* Exercises:
(a) Translate this sentence from the essay on Rebecca Solnit and counter-criticism into Spanish: "The worst criticism seeks to have the last word and leave the rest of us in silence; the best opens up an exchange that need never end."
(b) Pick up the essay on Rebecca Solnit and counter-criticism after its last paragraph and keep writing.

* Text section:
The Difficult Art of Counter-Criticism: Rebecca Solnit on Celebrating Complexity, Savoring the Unquantifiable, and Defying the Urge to Simplify and Contain
By Maria Popova
“Behind the cotton wool is hidden a pattern… the whole world is a work of art,” Virginia Woolf wrote in her sublime meditation on the recognition of subtleties and interconnections at the heart of creative work. “There is no Shakespeare, there is no Beethoven; certainly and emphatically there is no God; we are the words; we are the music; we are the thing itself.” And yet in the lapse between Woolf’s time and ours, we have lost sight of our thingness and ceased seeing the pattern behind the cotton wool. Ours is an age bedeviled by the urge — an urge bearing the ominous compulsiveness of addiction — to reduce, flatten, and simplify what is more expansive, dimensional, and complex than can be easily understood. Too often, we choose this ease — the ease of reflexive reactions and instant opinions — over the difficult but nourishing work of consideration. As if the sensationalist headlines of the news media weren’t corrosive enough to the contemplative necessities of the human spirit, even our cultural commentary on such supreme temples of contemplation as literature and art has taken on the same predatory tendency to traffic in simplistic, often sadistic criticism that impoverishes the conversation and our collective conscience of nuance.
But there is another way — an antidote that, by countering these poisonous narratives, enriches and perhaps even saves our interior lives. That antidote is what Rebecca Solnit, unparalleled high priestess of nuance and intelligent contemplation, explores in a piece titled “Woolf’s Darkness: Embracing the Inexplicable,” found in her subversive and sanctifying essay collection Men Explain Things To Me (public library).
Solnit notes that much of our commentary on art and culture embodies a “kind of aggression against the slipperiness of the work and the ambiguities of the artist’s intent” and “a desire to make certain what is uncertain, to know what is unknowable, to turn the flight across the sky into the roast upon the plate, to classify and contain.” She points to the alternative — an alternative we frequently forget exists at all:
There is a kind of counter-criticism that seeks to expand the work of art, by connecting it, opening up its meanings, inviting in the possibilities. A great work of criticism can liberate a work of art, to be seen fully, to remain alive, to engage in a conversation that will not ever end but will instead keep feeding the imagination. Not against interpretation, but against confinement, against the killing of the spirit. Such criticism is itself great art. This is a kind of criticism that does not pit the critic against the text, does not seek authority. It seeks instead to travel with the work and its ideas, to invite it to blossom and invite others into a conversation that might have previously seemed impenetrable, to draw out relationships that might have been unseen and open doors that might have been locked. This is a kind of criticism that respects the essential mystery of a work of art, which is in part its beauty and its pleasure, both of which are irreducible and subjective. The worst criticism seeks to have the last word and leave the rest of us in silence; the best opens up an exchange that need never end.

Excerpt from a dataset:
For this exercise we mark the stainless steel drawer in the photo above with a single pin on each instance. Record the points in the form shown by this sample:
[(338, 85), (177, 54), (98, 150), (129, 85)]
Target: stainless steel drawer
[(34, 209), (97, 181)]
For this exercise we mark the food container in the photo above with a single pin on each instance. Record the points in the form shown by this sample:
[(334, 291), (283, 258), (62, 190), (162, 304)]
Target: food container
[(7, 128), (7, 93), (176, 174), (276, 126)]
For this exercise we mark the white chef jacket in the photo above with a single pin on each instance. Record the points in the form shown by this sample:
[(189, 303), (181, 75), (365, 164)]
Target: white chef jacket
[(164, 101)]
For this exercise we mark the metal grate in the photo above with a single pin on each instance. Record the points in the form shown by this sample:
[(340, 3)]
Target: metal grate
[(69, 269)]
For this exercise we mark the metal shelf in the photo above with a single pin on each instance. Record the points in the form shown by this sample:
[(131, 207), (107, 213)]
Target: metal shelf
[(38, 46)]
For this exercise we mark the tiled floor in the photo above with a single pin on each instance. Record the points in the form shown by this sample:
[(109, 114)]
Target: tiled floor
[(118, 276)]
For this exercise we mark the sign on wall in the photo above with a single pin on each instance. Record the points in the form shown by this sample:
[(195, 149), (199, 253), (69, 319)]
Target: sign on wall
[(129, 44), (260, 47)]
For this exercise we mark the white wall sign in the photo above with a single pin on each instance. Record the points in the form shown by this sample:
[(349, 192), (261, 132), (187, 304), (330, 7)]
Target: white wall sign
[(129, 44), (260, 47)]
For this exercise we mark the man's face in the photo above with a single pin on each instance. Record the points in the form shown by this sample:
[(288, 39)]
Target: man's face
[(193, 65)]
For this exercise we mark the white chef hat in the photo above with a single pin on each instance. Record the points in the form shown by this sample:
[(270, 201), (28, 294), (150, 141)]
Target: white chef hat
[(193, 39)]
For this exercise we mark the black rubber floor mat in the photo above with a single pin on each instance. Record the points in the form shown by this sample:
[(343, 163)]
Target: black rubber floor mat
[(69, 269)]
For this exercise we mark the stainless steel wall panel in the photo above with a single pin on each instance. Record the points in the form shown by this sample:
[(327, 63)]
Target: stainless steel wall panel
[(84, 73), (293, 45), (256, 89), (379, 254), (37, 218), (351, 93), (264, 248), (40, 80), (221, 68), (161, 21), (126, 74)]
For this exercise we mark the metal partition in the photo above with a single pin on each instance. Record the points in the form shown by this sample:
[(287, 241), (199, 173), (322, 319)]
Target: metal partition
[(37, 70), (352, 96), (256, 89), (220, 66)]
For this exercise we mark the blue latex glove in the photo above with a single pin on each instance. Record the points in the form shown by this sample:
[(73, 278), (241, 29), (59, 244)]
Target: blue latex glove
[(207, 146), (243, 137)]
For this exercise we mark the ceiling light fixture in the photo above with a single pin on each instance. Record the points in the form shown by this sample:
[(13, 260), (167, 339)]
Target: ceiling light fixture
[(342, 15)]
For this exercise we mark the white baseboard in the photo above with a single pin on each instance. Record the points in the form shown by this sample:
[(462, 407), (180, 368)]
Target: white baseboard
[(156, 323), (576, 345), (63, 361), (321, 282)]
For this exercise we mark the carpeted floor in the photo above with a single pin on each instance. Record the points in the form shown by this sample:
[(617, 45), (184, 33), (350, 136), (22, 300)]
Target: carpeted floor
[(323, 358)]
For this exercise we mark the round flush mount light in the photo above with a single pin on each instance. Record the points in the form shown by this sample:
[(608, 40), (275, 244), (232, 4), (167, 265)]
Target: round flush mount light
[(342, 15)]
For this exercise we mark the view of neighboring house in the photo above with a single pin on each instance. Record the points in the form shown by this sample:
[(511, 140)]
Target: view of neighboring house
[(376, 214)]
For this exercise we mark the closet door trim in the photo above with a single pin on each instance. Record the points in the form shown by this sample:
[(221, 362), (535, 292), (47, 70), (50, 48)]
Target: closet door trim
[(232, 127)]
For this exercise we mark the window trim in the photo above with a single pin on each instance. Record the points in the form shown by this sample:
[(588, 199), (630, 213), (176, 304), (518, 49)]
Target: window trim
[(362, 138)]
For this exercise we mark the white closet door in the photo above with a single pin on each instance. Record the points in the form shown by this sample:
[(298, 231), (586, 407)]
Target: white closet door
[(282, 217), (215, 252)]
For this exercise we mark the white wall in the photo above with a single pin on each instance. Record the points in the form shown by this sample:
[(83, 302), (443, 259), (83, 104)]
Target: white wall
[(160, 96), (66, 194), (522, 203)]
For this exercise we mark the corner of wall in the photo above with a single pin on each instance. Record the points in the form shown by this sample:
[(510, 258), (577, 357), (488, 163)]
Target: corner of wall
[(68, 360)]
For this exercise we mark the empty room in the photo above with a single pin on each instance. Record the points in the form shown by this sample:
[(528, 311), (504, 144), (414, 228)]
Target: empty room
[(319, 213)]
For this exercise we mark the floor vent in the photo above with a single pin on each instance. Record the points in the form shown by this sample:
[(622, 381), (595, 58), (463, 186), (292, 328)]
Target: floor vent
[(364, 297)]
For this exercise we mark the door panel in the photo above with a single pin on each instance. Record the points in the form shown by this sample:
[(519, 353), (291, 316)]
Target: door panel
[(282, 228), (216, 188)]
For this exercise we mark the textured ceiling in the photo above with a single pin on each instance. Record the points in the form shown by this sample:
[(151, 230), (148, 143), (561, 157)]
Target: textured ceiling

* Answers per task:
(a) La peor crítica busca tener la última palabra y dejarnos a los demás en silencio; la mejor abre un intercambio que no tiene por qué terminar nunca.

(b)
Solnit borrows her friend Chip Ward’s term “the tyranny of the quantifiable” and considers how we impoverish our imagination whenever we relinquish the unquantifiable for “systems of accounting that can’t count what matters”:
What can be measured almost always takes precedence over what cannot: private profit over public good; speed and efficiency over enjoyment and quality; the utilitarian over the mysteries and meanings that are of greater use to our survival and to more than our survival, to lives that have some purpose and value that survive beyond us to make a civilization worth having. The tyranny of the quantifiable is partly the failure of language and discourse to describe more complex, subtle, and fluid phenomena, as well as the failure of those who shape opinions and make decisions to understand and value these slipperier things.
In a sentiment that calls to mind bryologist and Native American storyteller Robin Wall Kimmerer’s beautiful case for how the naming of things confers dignity upon their existence, Solnit adds:
It is difficult, sometimes even impossible, to value what cannot be named or described, and so the task of naming and describing is an essential one in any revolt against the status quo of capitalism and consumerism.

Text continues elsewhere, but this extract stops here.